## Provided data
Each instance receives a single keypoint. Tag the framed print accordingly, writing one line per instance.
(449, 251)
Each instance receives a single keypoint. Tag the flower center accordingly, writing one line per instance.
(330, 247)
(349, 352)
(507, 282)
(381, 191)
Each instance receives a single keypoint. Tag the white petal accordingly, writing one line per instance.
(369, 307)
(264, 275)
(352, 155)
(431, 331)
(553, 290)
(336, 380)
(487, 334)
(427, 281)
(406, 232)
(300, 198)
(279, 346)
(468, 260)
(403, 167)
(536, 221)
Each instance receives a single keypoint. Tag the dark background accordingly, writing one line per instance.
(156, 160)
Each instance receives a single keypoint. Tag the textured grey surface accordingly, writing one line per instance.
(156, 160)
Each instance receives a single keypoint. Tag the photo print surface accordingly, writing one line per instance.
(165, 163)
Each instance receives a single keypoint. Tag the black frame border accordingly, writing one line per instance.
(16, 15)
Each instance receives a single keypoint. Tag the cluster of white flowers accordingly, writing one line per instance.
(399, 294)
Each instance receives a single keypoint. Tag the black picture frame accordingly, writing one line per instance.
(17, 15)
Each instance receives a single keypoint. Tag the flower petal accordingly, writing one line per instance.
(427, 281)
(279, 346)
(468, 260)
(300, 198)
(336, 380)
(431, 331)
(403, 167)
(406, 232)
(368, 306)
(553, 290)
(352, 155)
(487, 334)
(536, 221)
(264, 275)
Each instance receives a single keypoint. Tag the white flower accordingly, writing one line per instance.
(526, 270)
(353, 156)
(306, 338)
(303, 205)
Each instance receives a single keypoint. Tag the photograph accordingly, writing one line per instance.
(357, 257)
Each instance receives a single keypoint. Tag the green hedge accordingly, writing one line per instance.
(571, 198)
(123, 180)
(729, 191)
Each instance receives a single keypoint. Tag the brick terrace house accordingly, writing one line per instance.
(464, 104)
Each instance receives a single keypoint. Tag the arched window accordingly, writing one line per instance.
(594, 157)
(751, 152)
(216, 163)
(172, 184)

## Your task
Reproduce the entries above with "keypoint" swapped for "marker" everywhere it occurs, keeping every other line intact.

## Output of the exercise
Each instance receives a single marker. Tag the framed print accordingly, writing one line per instance.
(449, 251)
Each instance receives a single marker. Tag the flower center accordingly, writing one line per instance.
(330, 247)
(349, 352)
(507, 282)
(381, 191)
Each instance receives a single marker. Tag the white petal accordingly, writing one line per instance.
(369, 307)
(264, 275)
(352, 155)
(431, 331)
(553, 290)
(336, 380)
(487, 334)
(427, 281)
(406, 232)
(300, 198)
(279, 346)
(468, 260)
(403, 167)
(536, 221)
Each instance receives a single marker. Tag the dark background accordingly, writing one line per instance.
(156, 160)
Each instance receives a single marker. Tag the textured grey surface accordingly, writing one line per instance.
(156, 160)
Each instance receives a single marker. Tag the photo print surface accordingly, writing one line per instance.
(165, 163)
Each instance receives a single marker. Tag the black frame border accordingly, writing one line per instance.
(16, 15)
Each instance receives a single marker. Tag the cluster of white flowers accordingly, writing one line per instance.
(399, 294)
Each instance receives a single marker. Tag the black picture frame accordingly, writing one line per instance.
(17, 15)
Each instance receives a single marker. Tag the flower petal accordingly, writing one line per instance.
(427, 281)
(279, 346)
(468, 260)
(300, 198)
(336, 380)
(431, 331)
(403, 167)
(406, 232)
(368, 306)
(553, 290)
(352, 155)
(487, 334)
(536, 221)
(264, 275)
Each instance receives a single marker. Tag the white flower accordingly, writing one line per instance.
(526, 270)
(353, 156)
(306, 338)
(303, 205)
Each instance receives a single marker. Tag the photograph accordingly, writing one line per instance.
(357, 257)
Each instance receives a single marker. Tag the green hedge accordingly, writing one line per instance.
(571, 198)
(123, 180)
(729, 191)
Each instance receives a single marker. Tag the brick terrace house accordingly, writing one line per instance.
(464, 104)
Each instance receives a single marker. Tag the arched window accordingly, writing one line per instance.
(594, 157)
(751, 152)
(216, 163)
(172, 184)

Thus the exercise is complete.